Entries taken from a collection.
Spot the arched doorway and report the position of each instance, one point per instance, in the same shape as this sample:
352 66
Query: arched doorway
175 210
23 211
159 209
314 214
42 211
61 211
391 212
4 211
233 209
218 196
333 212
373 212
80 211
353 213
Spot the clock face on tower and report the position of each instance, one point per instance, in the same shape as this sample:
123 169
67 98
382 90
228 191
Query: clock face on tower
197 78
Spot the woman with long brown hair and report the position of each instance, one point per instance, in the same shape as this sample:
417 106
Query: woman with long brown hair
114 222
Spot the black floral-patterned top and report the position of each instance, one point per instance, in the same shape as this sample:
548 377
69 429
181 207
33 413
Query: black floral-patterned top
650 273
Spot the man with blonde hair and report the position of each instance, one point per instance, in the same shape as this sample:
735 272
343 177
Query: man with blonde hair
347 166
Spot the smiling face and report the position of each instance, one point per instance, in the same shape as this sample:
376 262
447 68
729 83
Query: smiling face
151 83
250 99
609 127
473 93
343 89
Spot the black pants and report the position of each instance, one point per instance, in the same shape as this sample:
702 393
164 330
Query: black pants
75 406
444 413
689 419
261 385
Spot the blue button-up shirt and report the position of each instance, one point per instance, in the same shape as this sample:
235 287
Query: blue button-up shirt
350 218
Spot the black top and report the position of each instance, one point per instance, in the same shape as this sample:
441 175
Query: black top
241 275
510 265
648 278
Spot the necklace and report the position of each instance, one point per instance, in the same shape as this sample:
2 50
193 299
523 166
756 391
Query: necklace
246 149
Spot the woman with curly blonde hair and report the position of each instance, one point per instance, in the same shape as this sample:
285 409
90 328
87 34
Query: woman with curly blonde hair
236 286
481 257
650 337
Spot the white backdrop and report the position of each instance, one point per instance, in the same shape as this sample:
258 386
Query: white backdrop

TO DO. Can you reproduce the data word for word, starting with the line that contains "Spot the blue" and going on through the end of the data?

WRITTEN RESPONSE.
Spot the blue button-up shirt and report the position of each instance, one point per instance, in the same shape as this sample:
235 287
Query: blue button-up shirt
350 218
Spot the black top and report the position of each instance, one point per instance, in the same shape as this sample:
441 175
Query: black top
241 275
510 265
648 278
Spot the necklace and report the position of each instance, one point per instance, in the same shape as this sample:
2 50
193 299
523 166
756 391
Query: necklace
246 149
Spot the woman with curly blonde hair and report the position of each instance, one point per instance, in the same shape as this sample:
285 409
90 328
87 34
Query: woman with curly blonde hair
236 286
481 257
650 337
Spot the white backdrop and report the position of each instance, one point per instance, in the same shape as this sample:
258 386
Query: white backdrop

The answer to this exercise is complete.